Put every line of the records below into a numbered list, one line per item, and leave out any blank lines.
═════ Data section
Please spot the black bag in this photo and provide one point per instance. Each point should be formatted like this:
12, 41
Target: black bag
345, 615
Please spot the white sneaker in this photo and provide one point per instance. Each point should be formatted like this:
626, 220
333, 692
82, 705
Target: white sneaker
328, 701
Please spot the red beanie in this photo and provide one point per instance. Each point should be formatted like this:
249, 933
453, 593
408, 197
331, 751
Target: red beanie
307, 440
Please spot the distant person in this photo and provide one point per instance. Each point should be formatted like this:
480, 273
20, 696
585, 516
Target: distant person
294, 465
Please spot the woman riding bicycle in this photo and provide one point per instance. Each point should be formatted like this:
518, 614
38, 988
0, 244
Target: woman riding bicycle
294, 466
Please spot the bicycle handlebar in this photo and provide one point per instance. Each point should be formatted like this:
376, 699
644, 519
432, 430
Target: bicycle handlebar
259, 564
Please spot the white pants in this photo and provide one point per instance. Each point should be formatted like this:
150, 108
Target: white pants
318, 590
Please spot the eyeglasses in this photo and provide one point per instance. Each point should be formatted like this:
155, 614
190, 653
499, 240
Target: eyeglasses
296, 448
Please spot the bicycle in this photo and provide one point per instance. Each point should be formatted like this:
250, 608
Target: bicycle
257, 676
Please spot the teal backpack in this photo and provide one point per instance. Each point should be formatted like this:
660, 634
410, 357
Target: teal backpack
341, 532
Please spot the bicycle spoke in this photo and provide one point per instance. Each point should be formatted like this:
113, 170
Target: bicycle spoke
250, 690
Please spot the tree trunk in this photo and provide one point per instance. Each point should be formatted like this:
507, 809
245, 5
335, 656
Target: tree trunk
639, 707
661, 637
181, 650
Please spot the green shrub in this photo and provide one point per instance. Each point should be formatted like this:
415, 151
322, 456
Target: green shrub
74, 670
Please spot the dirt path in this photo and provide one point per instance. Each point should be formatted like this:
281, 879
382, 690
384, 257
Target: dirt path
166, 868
══════════
Solution
1. Please spot the black bag in this photo and provide one point per instance. Each point should be formatted like this:
2. 12, 41
3. Target: black bag
4. 345, 615
5. Please spot the white sneaker in this photo and provide one point per instance. Each point should be formatted like this:
6. 626, 220
7. 333, 692
8. 82, 705
9. Target: white sneaker
10. 328, 701
11. Please spot the red beanie in this photo and provide one point per instance. Each point should be formatted like this:
12. 249, 933
13. 453, 593
14. 408, 197
15. 331, 751
16. Target: red beanie
17. 307, 440
18. Please spot the distant person in this photo and provide one point per instance. Each point should be formatted like this:
19. 480, 273
20. 20, 696
21. 585, 516
22. Target: distant person
23. 294, 465
24. Please spot the woman riding bicycle in this photo and provide one point per instance. Each point should be formatted like this:
25. 518, 614
26. 38, 988
27. 0, 244
28. Target: woman riding bicycle
29. 294, 466
30. Please spot the bicycle handlebar in this photo and provide one point per instance. Each point should be formatted like this:
31. 376, 699
32. 644, 519
33. 432, 430
34. Target: bicycle handlebar
35. 259, 564
36. Please spot the white pants in this photo and provide one point per instance. Each point should be formatted like this:
37. 150, 108
38. Target: white pants
39. 318, 590
40. Please spot the eyeglasses in this photo and provide one point per instance. Each point should be formatted like this:
41. 155, 614
42. 190, 653
43. 499, 240
44. Target: eyeglasses
45. 296, 448
46. Please spot the bicycle in this photo and provide one point per instance. Each point should be formatted like this:
47. 250, 608
48. Target: bicycle
49. 257, 676
50. Please spot the teal backpack in this photo and provide one point per instance. Each point should be formatted like this:
51. 660, 634
52. 410, 357
53. Target: teal backpack
54. 341, 532
55. Please spot the bicycle spoke in this photo and provide one point per instance. Each point should be formatted like this:
56. 113, 170
57. Target: bicycle spoke
58. 250, 690
59. Please spot the tree trunk in this photo and provide one point per instance. Each point should be formatted like this:
60. 507, 809
61. 245, 5
62. 335, 656
63. Target: tree trunk
64. 639, 707
65. 661, 637
66. 181, 650
67. Please spot the green shrub in this photo and provide one point per instance. Each point should be formatted like this:
68. 415, 151
69. 322, 456
70. Target: green shrub
71. 74, 670
72. Please spot the dirt path in this photo and provide one point per instance. Each point should be formatted like this:
73. 281, 879
74. 382, 690
75. 384, 257
76. Target: dirt path
77. 166, 868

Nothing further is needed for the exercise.